[Entries from a data source]
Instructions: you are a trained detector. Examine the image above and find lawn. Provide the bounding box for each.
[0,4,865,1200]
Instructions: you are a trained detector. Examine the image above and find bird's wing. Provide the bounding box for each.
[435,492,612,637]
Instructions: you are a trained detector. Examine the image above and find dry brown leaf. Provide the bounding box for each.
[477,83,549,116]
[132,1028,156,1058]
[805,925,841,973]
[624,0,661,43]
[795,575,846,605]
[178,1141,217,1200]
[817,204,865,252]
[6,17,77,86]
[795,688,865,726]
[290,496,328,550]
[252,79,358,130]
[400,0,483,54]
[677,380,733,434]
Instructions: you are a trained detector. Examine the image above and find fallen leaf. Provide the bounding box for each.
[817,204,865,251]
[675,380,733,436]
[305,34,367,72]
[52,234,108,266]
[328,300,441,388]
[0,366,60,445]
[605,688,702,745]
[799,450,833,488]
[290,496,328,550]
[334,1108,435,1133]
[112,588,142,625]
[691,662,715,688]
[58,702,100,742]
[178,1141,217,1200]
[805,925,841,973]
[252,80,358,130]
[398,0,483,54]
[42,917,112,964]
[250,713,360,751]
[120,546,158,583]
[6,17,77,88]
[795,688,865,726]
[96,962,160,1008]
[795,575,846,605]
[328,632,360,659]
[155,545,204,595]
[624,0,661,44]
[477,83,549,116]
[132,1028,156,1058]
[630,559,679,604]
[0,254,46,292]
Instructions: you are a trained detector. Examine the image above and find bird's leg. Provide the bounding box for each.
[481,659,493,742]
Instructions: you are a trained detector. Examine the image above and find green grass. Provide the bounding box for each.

• _Job_
Render these lines as a Markdown table with two columns, No. and Line. Give each line its own numbered row, and leave out blank lines.

• _Answer in full_
| No. | Line |
|---|---|
| 1 | Instructions: you are a trained detector. Examine the image above and find lawn. Provide the bounding box for each. |
| 2 | [0,4,865,1200] |
| 3 | Instructions: you are a trained detector. Examine the image above and find bird's wing. Provide the bounding box for each. |
| 4 | [435,492,612,637] |
| 5 | Instructions: you are a trained detector. Examine the image above and find dry brown leaf. Provide the bounding box for each. |
| 6 | [477,83,549,116] |
| 7 | [132,1028,156,1058] |
| 8 | [805,925,841,973] |
| 9 | [624,0,661,43] |
| 10 | [795,575,846,605] |
| 11 | [178,1141,217,1200] |
| 12 | [817,204,865,252] |
| 13 | [6,17,77,86] |
| 14 | [795,688,865,726] |
| 15 | [290,496,328,550] |
| 16 | [252,79,358,130] |
| 17 | [400,0,483,54] |
| 18 | [677,380,733,434] |
| 19 | Instructions: you are a trained detector. Examine the image above and find fallen leaf. Provide the bounding box for each. |
| 20 | [817,204,865,251] |
| 21 | [675,380,733,436] |
| 22 | [305,34,367,72] |
| 23 | [52,234,108,266] |
| 24 | [328,300,441,388] |
| 25 | [0,366,60,445] |
| 26 | [605,688,702,745] |
| 27 | [799,450,833,488] |
| 28 | [290,496,328,550] |
| 29 | [334,1108,435,1133] |
| 30 | [112,588,142,625] |
| 31 | [691,662,715,688] |
| 32 | [58,702,100,742] |
| 33 | [178,1141,217,1200] |
| 34 | [805,925,841,973] |
| 35 | [252,80,358,130] |
| 36 | [398,0,483,54] |
| 37 | [42,917,112,964] |
| 38 | [250,713,360,751] |
| 39 | [120,546,158,583] |
| 40 | [6,17,77,88] |
| 41 | [795,688,865,726] |
| 42 | [96,962,160,1008] |
| 43 | [795,575,846,605] |
| 44 | [328,632,360,659] |
| 45 | [155,545,204,595] |
| 46 | [624,0,661,44] |
| 47 | [477,83,549,116] |
| 48 | [132,1028,156,1058] |
| 49 | [630,559,679,604] |
| 50 | [0,254,46,292] |
| 51 | Instructions: you are a trained detector. Examine the image above and find bird's leg. Provide the bounding box for each. |
| 52 | [481,659,493,742] |
| 53 | Instructions: you are a trained detector. Examine the image above and find green grass. Provide the bounding box for each. |